### Try it
Among the entries below, how many lines have the string "entry" in them? Only the number should be given.

═══ Entries provided ═══

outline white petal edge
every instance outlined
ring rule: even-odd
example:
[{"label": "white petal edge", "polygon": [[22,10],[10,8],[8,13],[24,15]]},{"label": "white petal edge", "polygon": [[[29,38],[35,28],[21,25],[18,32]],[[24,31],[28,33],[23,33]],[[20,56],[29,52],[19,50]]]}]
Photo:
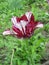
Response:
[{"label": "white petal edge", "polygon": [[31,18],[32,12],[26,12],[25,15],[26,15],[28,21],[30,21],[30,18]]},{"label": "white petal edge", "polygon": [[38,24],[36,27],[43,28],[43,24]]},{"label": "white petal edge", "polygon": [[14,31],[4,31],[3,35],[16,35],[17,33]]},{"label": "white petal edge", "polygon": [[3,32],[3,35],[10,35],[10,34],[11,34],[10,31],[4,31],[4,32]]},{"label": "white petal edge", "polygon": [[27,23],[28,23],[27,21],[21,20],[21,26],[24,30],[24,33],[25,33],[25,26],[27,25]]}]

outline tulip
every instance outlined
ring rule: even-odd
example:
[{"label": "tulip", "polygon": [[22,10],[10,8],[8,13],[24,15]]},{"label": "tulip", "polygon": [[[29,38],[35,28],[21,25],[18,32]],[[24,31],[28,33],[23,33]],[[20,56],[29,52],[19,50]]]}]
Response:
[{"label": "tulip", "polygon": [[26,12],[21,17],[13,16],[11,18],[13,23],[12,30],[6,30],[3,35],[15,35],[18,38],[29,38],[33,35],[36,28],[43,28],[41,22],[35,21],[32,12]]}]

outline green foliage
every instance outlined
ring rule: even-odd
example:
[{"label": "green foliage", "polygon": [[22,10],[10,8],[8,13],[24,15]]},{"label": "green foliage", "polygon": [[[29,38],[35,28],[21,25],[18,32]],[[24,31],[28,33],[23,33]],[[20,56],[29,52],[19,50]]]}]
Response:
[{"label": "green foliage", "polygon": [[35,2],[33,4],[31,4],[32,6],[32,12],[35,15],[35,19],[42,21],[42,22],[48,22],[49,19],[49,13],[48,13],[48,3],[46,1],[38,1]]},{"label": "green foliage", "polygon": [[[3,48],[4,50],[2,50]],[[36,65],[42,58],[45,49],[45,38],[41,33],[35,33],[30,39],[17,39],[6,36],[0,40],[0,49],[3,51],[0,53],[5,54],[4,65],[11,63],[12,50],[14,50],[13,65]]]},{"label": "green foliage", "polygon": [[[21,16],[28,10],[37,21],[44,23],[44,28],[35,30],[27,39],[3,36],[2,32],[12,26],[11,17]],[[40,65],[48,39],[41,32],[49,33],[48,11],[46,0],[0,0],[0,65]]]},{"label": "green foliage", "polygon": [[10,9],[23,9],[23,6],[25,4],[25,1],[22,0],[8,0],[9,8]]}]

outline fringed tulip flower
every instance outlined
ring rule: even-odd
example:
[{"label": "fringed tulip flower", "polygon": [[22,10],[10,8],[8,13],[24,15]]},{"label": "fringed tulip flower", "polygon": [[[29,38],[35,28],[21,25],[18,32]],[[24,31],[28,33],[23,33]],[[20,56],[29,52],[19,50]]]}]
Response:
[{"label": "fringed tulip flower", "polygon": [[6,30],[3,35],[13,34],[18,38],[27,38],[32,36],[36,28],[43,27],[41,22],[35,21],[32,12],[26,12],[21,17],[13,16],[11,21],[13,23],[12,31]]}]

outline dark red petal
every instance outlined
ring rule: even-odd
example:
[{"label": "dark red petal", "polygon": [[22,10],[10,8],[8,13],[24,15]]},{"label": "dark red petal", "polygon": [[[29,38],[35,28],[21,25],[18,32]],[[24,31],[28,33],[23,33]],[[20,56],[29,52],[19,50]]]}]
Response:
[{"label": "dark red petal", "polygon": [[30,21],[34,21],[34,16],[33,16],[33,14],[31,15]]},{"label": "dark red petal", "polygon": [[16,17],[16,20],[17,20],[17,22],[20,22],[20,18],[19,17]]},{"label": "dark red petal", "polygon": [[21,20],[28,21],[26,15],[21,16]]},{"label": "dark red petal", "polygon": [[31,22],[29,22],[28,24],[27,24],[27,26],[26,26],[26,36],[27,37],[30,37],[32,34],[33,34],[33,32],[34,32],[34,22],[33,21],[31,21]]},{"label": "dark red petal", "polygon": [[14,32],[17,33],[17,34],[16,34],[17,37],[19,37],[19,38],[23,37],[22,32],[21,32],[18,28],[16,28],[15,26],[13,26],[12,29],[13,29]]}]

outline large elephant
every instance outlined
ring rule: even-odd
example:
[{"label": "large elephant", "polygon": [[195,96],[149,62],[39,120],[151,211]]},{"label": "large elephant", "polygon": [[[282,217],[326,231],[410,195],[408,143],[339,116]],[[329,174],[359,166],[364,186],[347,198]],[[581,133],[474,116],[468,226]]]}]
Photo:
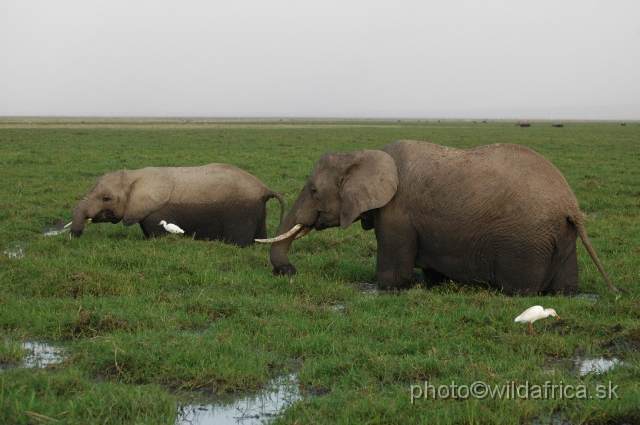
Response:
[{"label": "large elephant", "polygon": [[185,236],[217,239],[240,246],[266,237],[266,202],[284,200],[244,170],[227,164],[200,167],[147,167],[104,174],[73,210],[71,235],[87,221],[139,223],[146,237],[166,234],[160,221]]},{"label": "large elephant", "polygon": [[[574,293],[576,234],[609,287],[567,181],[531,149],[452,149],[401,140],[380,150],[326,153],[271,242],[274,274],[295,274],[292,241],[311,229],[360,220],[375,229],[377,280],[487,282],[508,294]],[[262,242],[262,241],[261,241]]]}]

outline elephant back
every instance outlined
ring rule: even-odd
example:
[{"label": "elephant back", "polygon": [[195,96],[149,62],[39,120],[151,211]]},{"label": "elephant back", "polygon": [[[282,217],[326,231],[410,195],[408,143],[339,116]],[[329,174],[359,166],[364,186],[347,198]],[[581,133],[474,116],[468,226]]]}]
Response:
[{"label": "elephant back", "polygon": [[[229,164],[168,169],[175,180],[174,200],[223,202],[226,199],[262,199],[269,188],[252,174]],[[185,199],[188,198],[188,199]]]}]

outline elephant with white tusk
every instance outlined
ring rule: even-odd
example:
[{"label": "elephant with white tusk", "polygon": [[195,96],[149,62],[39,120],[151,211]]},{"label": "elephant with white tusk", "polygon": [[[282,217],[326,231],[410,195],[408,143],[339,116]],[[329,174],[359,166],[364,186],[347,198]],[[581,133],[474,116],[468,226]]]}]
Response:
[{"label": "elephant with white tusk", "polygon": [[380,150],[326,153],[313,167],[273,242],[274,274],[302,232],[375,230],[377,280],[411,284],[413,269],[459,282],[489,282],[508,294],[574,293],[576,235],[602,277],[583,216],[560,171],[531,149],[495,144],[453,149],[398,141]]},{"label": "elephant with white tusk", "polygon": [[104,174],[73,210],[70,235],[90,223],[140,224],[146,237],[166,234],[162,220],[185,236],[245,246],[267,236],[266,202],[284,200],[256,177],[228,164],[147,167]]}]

═══
═══ Entries provided ═══

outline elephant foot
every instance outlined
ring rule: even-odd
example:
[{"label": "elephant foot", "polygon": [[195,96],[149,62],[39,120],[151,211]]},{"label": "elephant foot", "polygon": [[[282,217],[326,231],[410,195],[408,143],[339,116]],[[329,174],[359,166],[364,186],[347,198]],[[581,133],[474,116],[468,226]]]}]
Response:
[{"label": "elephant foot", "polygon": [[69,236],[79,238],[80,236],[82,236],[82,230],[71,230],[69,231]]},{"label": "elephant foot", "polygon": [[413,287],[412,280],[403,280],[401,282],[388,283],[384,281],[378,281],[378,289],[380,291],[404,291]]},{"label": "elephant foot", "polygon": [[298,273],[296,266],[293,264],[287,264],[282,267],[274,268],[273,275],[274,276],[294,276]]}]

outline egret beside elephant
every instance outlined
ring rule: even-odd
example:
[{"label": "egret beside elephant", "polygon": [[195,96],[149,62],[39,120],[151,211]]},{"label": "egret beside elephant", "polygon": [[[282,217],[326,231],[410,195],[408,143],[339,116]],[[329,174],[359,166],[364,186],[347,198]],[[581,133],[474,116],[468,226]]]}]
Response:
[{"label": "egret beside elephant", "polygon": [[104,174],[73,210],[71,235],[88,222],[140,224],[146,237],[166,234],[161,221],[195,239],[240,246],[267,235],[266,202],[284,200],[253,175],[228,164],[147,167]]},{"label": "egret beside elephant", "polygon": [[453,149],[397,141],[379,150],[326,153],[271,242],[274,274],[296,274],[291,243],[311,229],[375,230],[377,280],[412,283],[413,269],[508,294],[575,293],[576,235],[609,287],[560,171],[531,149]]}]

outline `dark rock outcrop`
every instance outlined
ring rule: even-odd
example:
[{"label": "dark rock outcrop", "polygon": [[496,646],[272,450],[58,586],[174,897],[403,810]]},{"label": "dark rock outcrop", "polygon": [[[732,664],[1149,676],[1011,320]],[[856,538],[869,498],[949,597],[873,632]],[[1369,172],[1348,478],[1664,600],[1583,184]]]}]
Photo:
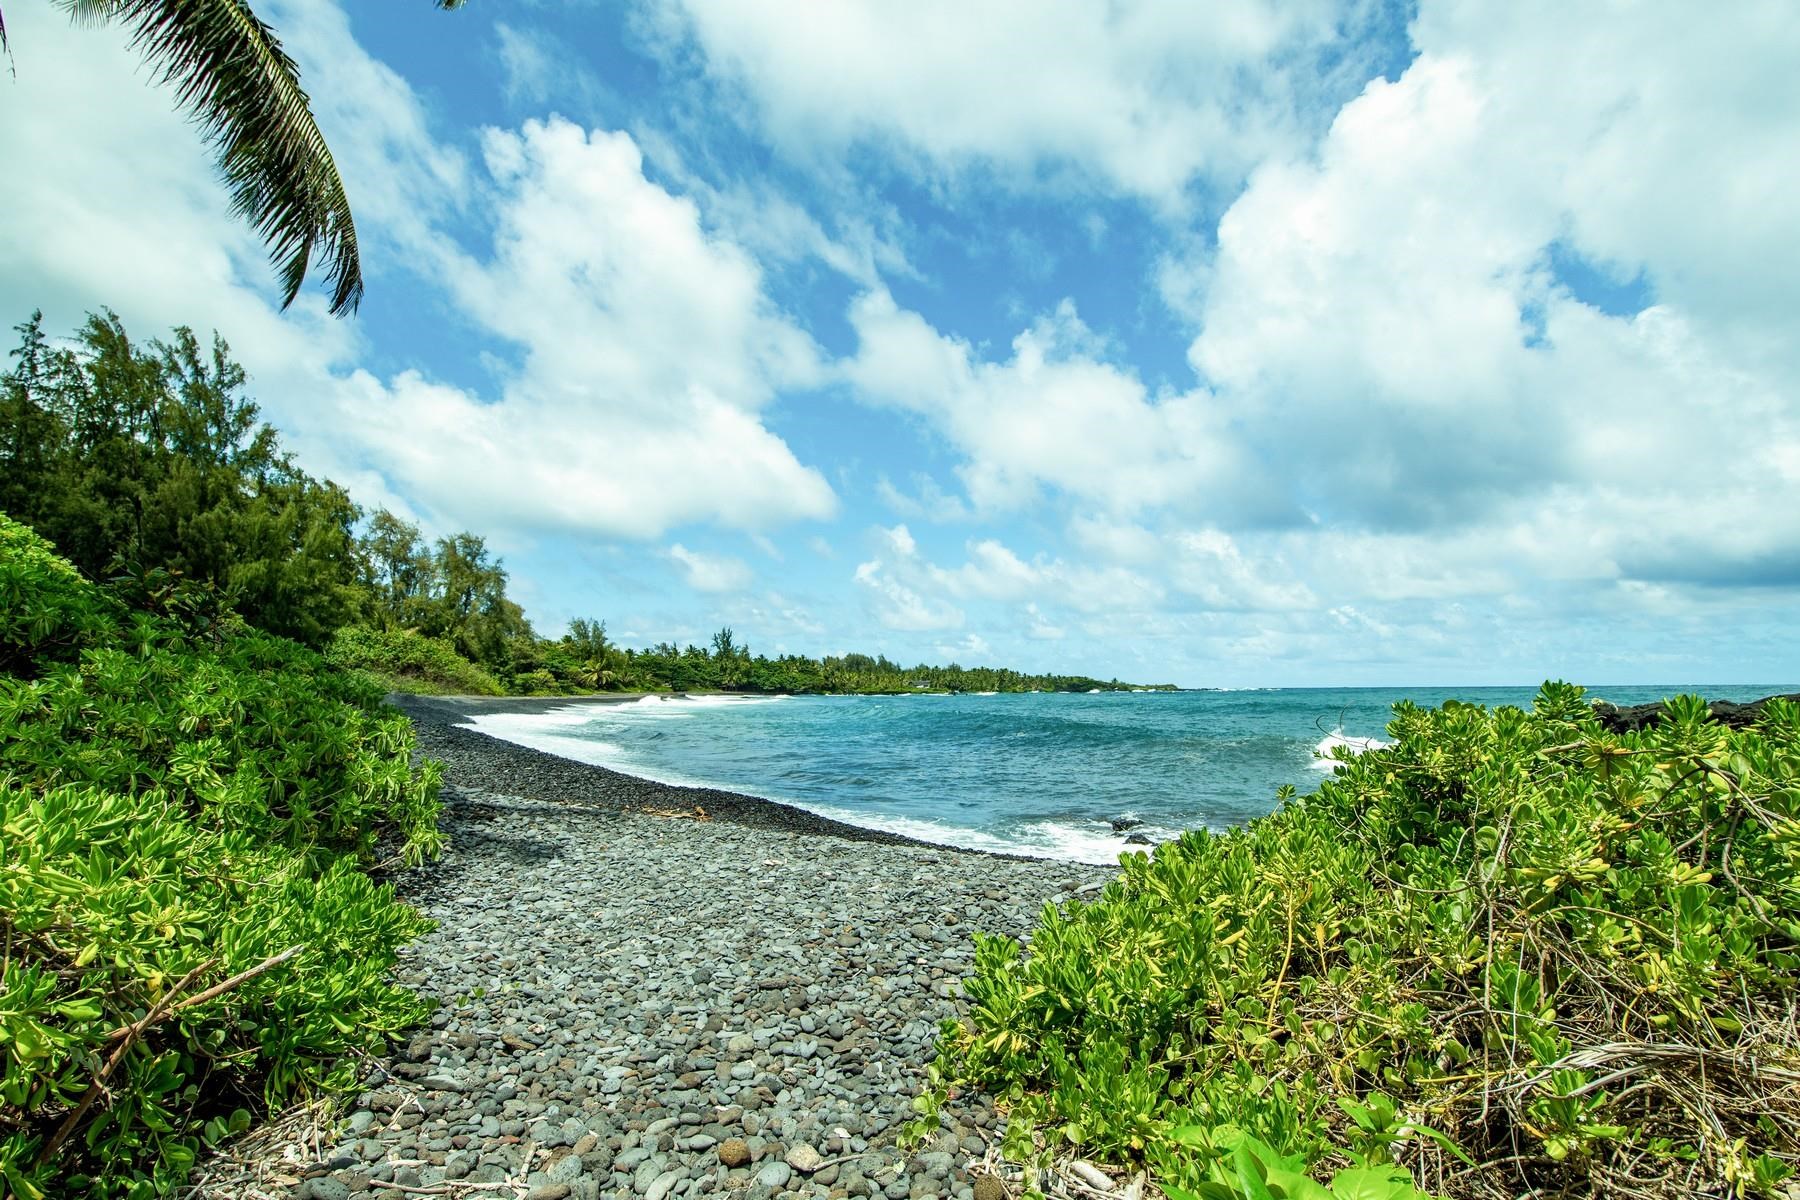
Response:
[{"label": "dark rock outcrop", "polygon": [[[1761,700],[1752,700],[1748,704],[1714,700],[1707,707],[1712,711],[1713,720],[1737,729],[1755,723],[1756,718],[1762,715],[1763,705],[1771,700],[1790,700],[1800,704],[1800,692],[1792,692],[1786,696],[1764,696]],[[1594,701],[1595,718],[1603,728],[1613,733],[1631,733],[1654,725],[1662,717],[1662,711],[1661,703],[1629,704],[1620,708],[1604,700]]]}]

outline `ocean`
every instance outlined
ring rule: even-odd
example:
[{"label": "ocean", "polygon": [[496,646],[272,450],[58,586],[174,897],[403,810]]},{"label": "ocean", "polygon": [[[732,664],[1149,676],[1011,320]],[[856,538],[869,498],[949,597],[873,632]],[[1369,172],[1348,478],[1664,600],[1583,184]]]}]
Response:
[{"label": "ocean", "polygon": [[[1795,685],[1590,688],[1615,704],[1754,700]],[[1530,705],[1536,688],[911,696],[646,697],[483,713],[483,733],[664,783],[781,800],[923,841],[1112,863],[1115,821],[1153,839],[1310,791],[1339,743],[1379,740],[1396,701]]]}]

═══
═══ Entries provided ═══

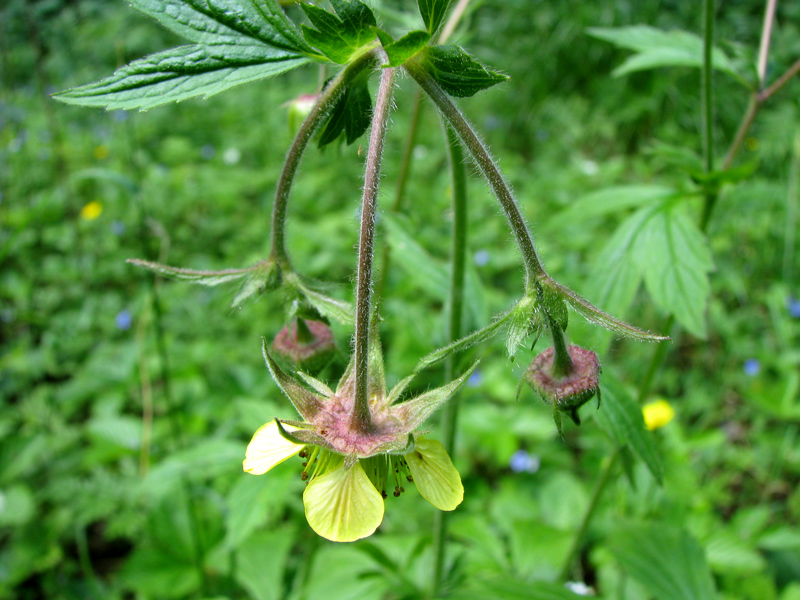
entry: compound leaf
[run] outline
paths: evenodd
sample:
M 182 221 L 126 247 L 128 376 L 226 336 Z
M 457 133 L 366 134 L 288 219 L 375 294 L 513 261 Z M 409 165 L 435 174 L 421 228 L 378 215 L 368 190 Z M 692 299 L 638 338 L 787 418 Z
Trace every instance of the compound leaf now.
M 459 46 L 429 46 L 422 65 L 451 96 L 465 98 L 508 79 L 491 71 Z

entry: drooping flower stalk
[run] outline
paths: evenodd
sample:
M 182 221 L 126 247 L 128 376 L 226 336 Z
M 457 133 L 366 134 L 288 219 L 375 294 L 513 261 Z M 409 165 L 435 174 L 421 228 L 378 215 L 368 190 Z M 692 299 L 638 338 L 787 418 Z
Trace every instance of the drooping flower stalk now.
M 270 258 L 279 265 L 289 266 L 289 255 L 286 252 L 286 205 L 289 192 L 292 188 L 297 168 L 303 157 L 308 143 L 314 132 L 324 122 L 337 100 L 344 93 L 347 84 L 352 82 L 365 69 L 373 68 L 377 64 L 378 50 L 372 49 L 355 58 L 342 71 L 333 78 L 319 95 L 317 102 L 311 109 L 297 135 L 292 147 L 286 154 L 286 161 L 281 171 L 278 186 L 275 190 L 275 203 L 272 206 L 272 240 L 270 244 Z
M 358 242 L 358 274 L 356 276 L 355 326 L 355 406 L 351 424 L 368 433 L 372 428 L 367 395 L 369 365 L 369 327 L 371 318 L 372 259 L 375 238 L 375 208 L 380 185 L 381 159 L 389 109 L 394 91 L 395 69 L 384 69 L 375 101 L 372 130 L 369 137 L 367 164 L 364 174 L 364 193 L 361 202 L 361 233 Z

═══

### Your response
2